### Trecho do documento
"Sexta-feira, 18 de Novembro de 2011, 11:00. Palácio do Planalto, Brasília.
Excelentíssima Sra. Presidenta Dilma,
querida ministra dos Direitos Humanos Maria do Rosário. Demais ministros
presentes. Senhores representantes do Congresso Nacional, das Forças
Armadas. Caríssimos ex-presos políticos e familiares de desaparecidos
aqui presentes, tanto tempo nessa luta.
Agradecemos a honra, meu filho João
Paiva Avelino e eu, filha e neto de Rubens Paiva, de estarmos aqui
presenciando esse momento histórico e, dentre as centenas de famílias de
mortos e desaparecidos, de milhares de adolescentes, mulheres e homens
presos e torturados durante o regime militar, o privilégio de poder
falar.
Ao enfrentar a verdade sobre esse
período, ao impedir que violações contra direitos humanos de qualquer
espécie permaneçam sob sigilo, estamos mais perto de enfrentar a
herança que ainda assombra a vida cotidiana dos brasileiros. Não falo
apenas do cotidiano das famílias marcadas pelo período de exceção.
Incontáveis famílias ainda hoje, em 2011, sofrem em todo o Brasil com
prisões arbitrárias, seqüestros, humilhação e a tortura. Sem advogado de
defesa, sem fiança. Não é isso que está em todos os jornais e na
televisão quase todo dia, denunciando, por exemplo, como se deturpa a
retomada da cidadania nos morros do Rio de Janeiro? Inúmeros dados
indicam que especialmente brasileiros mais pobres e mais pretos, ou
interpretados como homossexuais, ainda são cotidianamente agredidos sem
defesa nas ruas, ou são presos arbitrariamente, sem direito ao respeito,
sem garantia de seus direitos mais básicos à não discriminação e a
integridade física e moral que a Declaração dos Direitos Humanos
consagrou na ONU depois dos horrores do nazismo em 1948.

### Desafio A
Liste os males que, segundo o trecho, incontáveis famílias ainda sofrem em todo o Brasil em 2011.

### Registros do exercício
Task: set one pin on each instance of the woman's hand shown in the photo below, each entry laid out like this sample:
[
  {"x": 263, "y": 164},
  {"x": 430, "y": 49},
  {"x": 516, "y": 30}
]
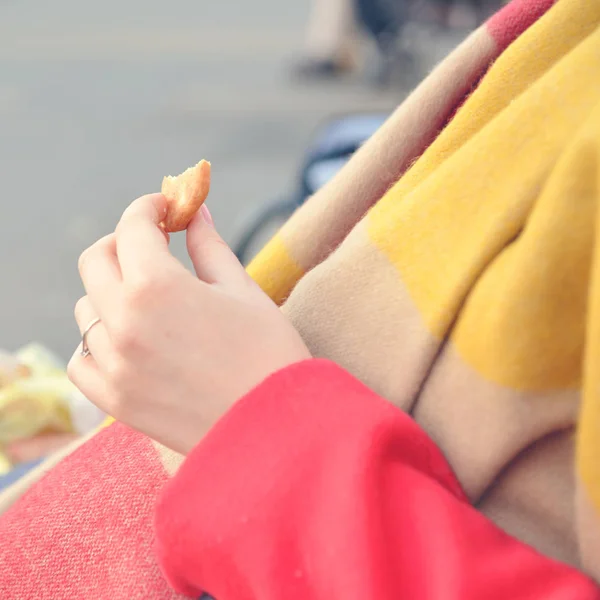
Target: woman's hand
[{"x": 172, "y": 352}]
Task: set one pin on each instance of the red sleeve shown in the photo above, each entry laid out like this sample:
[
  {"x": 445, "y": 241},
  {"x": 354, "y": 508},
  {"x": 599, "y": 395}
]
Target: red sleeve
[{"x": 314, "y": 488}]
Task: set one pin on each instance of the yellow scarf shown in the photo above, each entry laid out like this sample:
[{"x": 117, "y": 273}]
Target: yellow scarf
[{"x": 469, "y": 293}]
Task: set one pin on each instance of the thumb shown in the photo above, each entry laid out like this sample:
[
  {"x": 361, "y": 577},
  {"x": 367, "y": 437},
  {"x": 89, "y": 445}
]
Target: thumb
[{"x": 213, "y": 260}]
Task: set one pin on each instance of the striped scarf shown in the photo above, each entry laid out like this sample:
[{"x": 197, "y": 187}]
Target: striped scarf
[{"x": 458, "y": 276}]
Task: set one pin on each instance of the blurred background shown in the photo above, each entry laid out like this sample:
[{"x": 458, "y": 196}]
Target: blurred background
[{"x": 99, "y": 100}]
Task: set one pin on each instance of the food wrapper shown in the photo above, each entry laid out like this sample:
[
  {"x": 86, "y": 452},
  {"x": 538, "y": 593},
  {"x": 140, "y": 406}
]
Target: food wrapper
[{"x": 36, "y": 398}]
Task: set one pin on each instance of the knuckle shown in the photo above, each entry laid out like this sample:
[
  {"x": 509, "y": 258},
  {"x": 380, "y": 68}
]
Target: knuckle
[
  {"x": 126, "y": 339},
  {"x": 147, "y": 291},
  {"x": 117, "y": 376}
]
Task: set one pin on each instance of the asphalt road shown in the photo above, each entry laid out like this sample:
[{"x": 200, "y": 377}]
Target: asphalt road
[{"x": 99, "y": 100}]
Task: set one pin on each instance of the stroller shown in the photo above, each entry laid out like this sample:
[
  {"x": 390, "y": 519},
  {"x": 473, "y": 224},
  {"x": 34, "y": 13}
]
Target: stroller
[
  {"x": 385, "y": 22},
  {"x": 331, "y": 149}
]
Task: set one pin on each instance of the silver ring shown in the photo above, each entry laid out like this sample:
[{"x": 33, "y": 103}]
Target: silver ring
[{"x": 85, "y": 351}]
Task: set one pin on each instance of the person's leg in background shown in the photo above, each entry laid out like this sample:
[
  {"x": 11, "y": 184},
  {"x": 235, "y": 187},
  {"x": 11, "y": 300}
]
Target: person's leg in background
[{"x": 330, "y": 39}]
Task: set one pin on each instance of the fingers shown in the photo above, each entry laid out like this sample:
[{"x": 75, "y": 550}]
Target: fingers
[
  {"x": 213, "y": 260},
  {"x": 97, "y": 338},
  {"x": 101, "y": 275},
  {"x": 141, "y": 246}
]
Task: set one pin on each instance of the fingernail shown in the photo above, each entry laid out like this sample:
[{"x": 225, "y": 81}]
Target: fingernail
[{"x": 206, "y": 215}]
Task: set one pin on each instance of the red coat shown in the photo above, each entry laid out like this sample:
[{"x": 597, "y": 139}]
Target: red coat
[{"x": 315, "y": 488}]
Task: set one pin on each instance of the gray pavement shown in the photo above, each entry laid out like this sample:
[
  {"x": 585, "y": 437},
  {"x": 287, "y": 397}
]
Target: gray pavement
[{"x": 99, "y": 100}]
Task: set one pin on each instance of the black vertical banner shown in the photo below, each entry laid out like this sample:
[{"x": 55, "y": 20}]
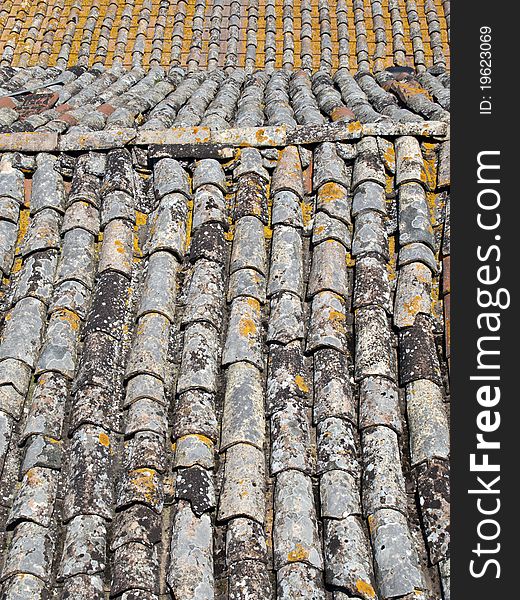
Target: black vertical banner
[{"x": 485, "y": 359}]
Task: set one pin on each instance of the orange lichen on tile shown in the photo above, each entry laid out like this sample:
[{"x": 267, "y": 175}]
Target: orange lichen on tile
[{"x": 17, "y": 16}]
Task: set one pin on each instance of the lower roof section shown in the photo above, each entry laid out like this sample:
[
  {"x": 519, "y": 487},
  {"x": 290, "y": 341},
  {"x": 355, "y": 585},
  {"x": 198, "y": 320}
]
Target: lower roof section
[{"x": 78, "y": 101}]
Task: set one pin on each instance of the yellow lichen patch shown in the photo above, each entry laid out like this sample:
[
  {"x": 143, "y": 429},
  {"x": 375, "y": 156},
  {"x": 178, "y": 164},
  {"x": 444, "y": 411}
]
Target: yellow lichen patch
[
  {"x": 391, "y": 266},
  {"x": 69, "y": 317},
  {"x": 254, "y": 304},
  {"x": 230, "y": 233},
  {"x": 140, "y": 218},
  {"x": 300, "y": 383},
  {"x": 23, "y": 224},
  {"x": 146, "y": 481},
  {"x": 17, "y": 266},
  {"x": 33, "y": 478},
  {"x": 202, "y": 438},
  {"x": 120, "y": 247},
  {"x": 389, "y": 155},
  {"x": 137, "y": 250},
  {"x": 335, "y": 315},
  {"x": 389, "y": 184},
  {"x": 104, "y": 440},
  {"x": 350, "y": 260},
  {"x": 413, "y": 306},
  {"x": 331, "y": 191},
  {"x": 299, "y": 553},
  {"x": 365, "y": 588},
  {"x": 189, "y": 221}
]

### Desafio B
Conte quantas linhas dos registros trazem a palavra "lichen". Responda só com o número.

### Resultado correto A
Prisões arbitrárias, seqüestros, humilhação e tortura.

### Resultado correto B
4